◆ **Document section**:
• • • • •

Re: [PATCH v3 0/9] PM / Domains: Fix race conditions during boot

[Date Prev][Date Next][Thread Prev][Thread Next][Date Index][Thread Index]

 



On 11/13/2014 04:07 AM, Rafael J. Wysocki wrote:
> On Friday, November 07, 2014 07:25:08 PM Grygorii Strashko wrote:
> 
> [cut]
> 
>>
>> 4) I've copied here comment from Rafael:
>>   >>>> Of course, if ->probe() is to call pm_runtime_resume() for this purpose,
>>   >>>> it must take the fact that the driver's own ->runtime_resume() may be called
>>   >>>> as a result of this into account.
>>   Agree, that's a little bit annoying, but we are living with that for more then
>>   5 years already (I'm 3 years) - so, I am, as driver developer, expecting above behavior
>>   (just walk through the drivers and you will see how many drivers expecting the same).
>>
>> So, any volunteers to check and fix ~500 drivers.
> 
> Where did you get that number from?

Sry, my bad. Rechecked - found 289 occurrences of pm_runtime_enable().
Number of Runtime PM enabled drivers = at about 289 +-10%.
- headers, suspend/resume,..
+ buses like amba and spmi 

> 
> Also please note that some bus types don't have this problem by design (e.g. PCI,
> as pointed to by Alan).

Right. I worry about Platform bus first of all, because HW PM implementation
(at least for ARM SoCs) can be very different there.

> 
> [cut]
> 
>>>
>>>>
>>>> - Runtime PM (if compiled in) needs to be enabled for all devices in power
>>>>     domains by default.  Otherwise devices may lose power as a result for
>>>>     power management of the other devices in the same domain.
>>
>> It should prevent enabling/disabling of RPM from sys_fs too.
> 
> It looks like you're confusing disable/enable with auto/on.  These are different
> things.
> 
>>>>
>>>> - The core should try to power up domains before calling really_probe() both
>>>>     for CONFIG_PM_RUNTIME set and unset, so ->probe() can always make the
>>>>     "device is accessible" assumption.
>>
>> Here I'm still think that pm_runtime_get_sync() (or similar) API should work.
>> Another way, PM domain should decide what to do when the first device attached to it
>> - power up and stay powered on for example
>>   (It will work if devices are attached before ->probe();
>>    it will not work if devices will be attached once they've been created, but this is different
>>    question)
> 
> The PM domain itself can't do that.  The only place that has enough knowledge
> is the code that enumerates devices (DT, ACPI or board-specific).
> 
>>>
>>> And how exactly will you then power up the PM domain when
>>> CONFIG_PM_RUNTIME is unset?

• • • • •

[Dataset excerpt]

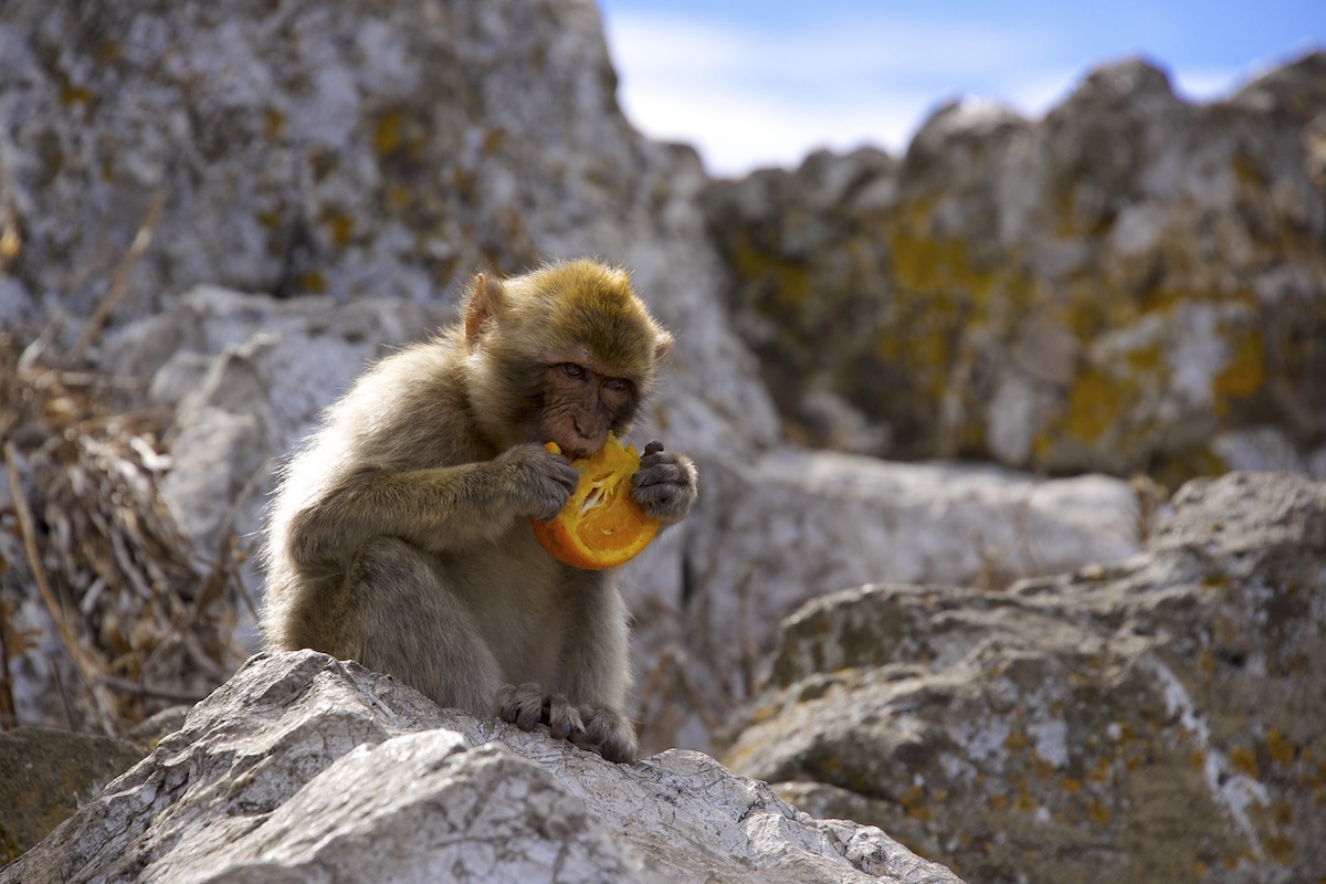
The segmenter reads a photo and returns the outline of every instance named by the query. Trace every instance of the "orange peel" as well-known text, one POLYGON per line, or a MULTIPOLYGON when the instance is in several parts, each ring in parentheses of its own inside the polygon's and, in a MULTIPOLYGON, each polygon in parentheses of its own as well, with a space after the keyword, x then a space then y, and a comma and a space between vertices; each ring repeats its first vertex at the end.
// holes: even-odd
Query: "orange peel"
MULTIPOLYGON (((557 443, 544 445, 561 453, 557 443)), ((614 567, 650 545, 659 521, 631 500, 631 477, 640 468, 634 445, 622 447, 613 433, 593 457, 572 463, 581 480, 556 518, 529 520, 540 546, 560 562, 589 571, 614 567)))

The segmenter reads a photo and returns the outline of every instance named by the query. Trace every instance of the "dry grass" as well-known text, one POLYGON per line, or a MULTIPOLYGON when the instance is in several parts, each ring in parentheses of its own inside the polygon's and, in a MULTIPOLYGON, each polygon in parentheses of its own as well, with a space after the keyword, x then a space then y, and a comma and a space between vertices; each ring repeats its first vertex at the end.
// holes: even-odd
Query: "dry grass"
POLYGON ((23 724, 114 734, 243 660, 244 554, 232 538, 204 561, 162 501, 170 414, 114 414, 129 382, 42 362, 40 342, 0 334, 0 531, 16 541, 0 545, 0 726, 16 696, 53 689, 23 724))

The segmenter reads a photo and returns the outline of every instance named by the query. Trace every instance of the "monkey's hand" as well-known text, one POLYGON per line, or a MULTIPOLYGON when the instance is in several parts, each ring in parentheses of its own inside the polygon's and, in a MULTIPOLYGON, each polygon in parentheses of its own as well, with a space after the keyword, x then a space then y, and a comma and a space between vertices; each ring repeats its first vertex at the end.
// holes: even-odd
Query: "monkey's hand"
POLYGON ((516 516, 554 518, 579 484, 579 473, 565 457, 533 443, 497 455, 493 469, 516 516))
POLYGON ((691 512, 696 488, 697 473, 690 457, 664 449, 658 440, 644 447, 631 500, 646 516, 664 525, 680 522, 691 512))
POLYGON ((607 706, 573 705, 565 694, 545 693, 533 681, 501 688, 493 697, 493 713, 521 730, 548 725, 554 738, 568 740, 618 763, 635 761, 639 754, 635 729, 621 712, 607 706))

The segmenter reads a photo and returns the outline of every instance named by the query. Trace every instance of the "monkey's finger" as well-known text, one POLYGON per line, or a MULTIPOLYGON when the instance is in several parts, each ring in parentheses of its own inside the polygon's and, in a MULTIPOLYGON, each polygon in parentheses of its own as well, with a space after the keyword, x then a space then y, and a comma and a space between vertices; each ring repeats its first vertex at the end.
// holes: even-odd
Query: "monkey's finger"
POLYGON ((663 482, 684 484, 686 468, 675 460, 655 460, 652 463, 640 461, 640 468, 635 470, 635 486, 659 485, 663 482))

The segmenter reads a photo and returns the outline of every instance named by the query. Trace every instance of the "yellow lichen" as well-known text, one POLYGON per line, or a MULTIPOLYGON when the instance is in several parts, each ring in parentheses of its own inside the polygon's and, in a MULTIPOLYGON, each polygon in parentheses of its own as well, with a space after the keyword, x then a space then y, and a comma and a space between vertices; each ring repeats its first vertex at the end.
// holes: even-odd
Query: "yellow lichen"
POLYGON ((1235 746, 1229 750, 1229 766, 1240 773, 1248 774, 1253 779, 1260 775, 1260 770, 1257 769, 1257 755, 1254 755, 1252 750, 1245 746, 1235 746))

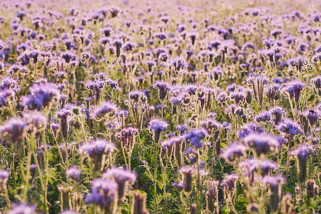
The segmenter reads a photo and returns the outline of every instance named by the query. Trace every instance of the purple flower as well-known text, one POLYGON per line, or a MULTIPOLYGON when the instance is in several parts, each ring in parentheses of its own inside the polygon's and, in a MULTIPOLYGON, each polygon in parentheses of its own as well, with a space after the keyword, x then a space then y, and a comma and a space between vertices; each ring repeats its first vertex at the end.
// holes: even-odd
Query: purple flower
POLYGON ((184 140, 190 142, 195 148, 200 148, 203 143, 201 140, 207 137, 208 133, 204 128, 195 128, 184 135, 184 140))
POLYGON ((301 126, 288 118, 284 119, 276 126, 276 128, 288 140, 291 140, 296 134, 303 134, 301 126))
POLYGON ((20 104, 30 110, 40 111, 42 107, 50 107, 60 98, 60 92, 49 84, 35 85, 29 88, 30 95, 23 96, 20 104))
POLYGON ((263 133, 252 133, 245 137, 244 143, 248 148, 254 148, 257 155, 261 154, 267 154, 277 151, 279 144, 277 141, 268 134, 263 133))
POLYGON ((246 157, 246 147, 241 144, 231 144, 227 147, 222 157, 229 164, 233 165, 235 161, 246 157))
POLYGON ((15 206, 8 214, 34 214, 35 209, 34 206, 30 206, 26 204, 20 204, 15 206))
POLYGON ((41 112, 23 113, 24 119, 30 131, 40 132, 46 129, 48 118, 41 112))
POLYGON ((82 173, 82 170, 76 166, 73 166, 69 168, 67 170, 67 174, 68 178, 73 180, 74 181, 79 181, 80 175, 82 173))
POLYGON ((114 180, 117 184, 118 205, 120 205, 127 190, 128 184, 134 185, 136 181, 136 175, 127 169, 117 168, 109 169, 104 173, 104 178, 114 180))
POLYGON ((104 117, 115 115, 118 109, 118 106, 116 104, 110 102, 102 102, 94 110, 92 117, 97 121, 100 121, 104 117))
POLYGON ((303 90, 305 84, 297 81, 293 81, 287 83, 282 88, 281 91, 288 94, 290 99, 294 99, 296 103, 299 101, 300 93, 303 90))
POLYGON ((102 169, 105 165, 106 156, 115 149, 115 145, 106 140, 97 139, 79 147, 79 152, 88 157, 95 170, 102 169))
POLYGON ((27 127, 28 124, 21 118, 11 118, 0 126, 0 137, 11 139, 16 144, 23 140, 27 127))
POLYGON ((102 179, 94 180, 91 194, 85 199, 85 201, 98 206, 102 209, 102 212, 113 213, 117 197, 117 183, 113 181, 102 179))
POLYGON ((167 126, 168 126, 168 123, 166 121, 155 119, 150 121, 148 127, 150 129, 157 132, 166 131, 167 130, 167 126))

• • • • •

◆ **Tasks**:
1 > Render the rows of the dataset excerpt as a Markdown table with the columns No. and Line, covering only the part that opens with the first row and closes with the line containing "MULTIPOLYGON (((557 443, 544". Skip blank lines and leave the pictures out.
2 > Write the next part of the mailing-list reply about PM domain race conditions during boot, picking up after its last line.

◆ **Replies**:
1 >
| No. | Line |
|---|---|
| 1 | The segmenter reads a photo and returns the outline of every instance named by the query. Trace every instance of the "orange peel" as well-known text, one POLYGON per line, or a MULTIPOLYGON when the instance is in several parts, each ring in parentheses of its own inside the polygon's and, in a MULTIPOLYGON, each polygon in parentheses of its own as well, with a space after the keyword, x then a space then y, and a comma and a space between vertices; each ring repeats its first vertex at the end. |
| 2 | // holes: even-odd |
| 3 | Query: "orange peel" |
| 4 | MULTIPOLYGON (((557 443, 544 445, 561 453, 557 443)), ((614 567, 650 545, 659 521, 631 500, 631 477, 640 468, 634 445, 622 447, 613 433, 593 457, 572 463, 581 480, 556 518, 529 520, 540 546, 560 562, 589 571, 614 567))) |

2 >
>>>
>>>>
>>>> - Bus types may need to do more on top of that in their ->probe(), so the
>>>>     driver's ->probe() can make that assumption too in all cases.
>>>>
>>>> Does that make sense to you?
>>>
>>
>> I would like to take the liberty to add a couple of points from me:
>>   - it seems reasonable to have ability to disable Runtime PM globally from sys_fs:
>>     once disabled - "get" should power on device, "put" should do nothing all the
>>     time except when ->remove() is called.
> 
> This is how the "power/control" file works and you can easily have this by writing
> "on" to that file for every device.
> 
>>   
>>   - It might be reasonable to add API like pm_runtime_probe_getXXX() which will do
>>     everything what standard pm_runtime_get_sync() is doing with one exception:
>>     it will not call driver's .runtime_resume() callback.
> 
> Use case?

This is just a different view (RFC) on your idea to call pm_runtime_get_sync()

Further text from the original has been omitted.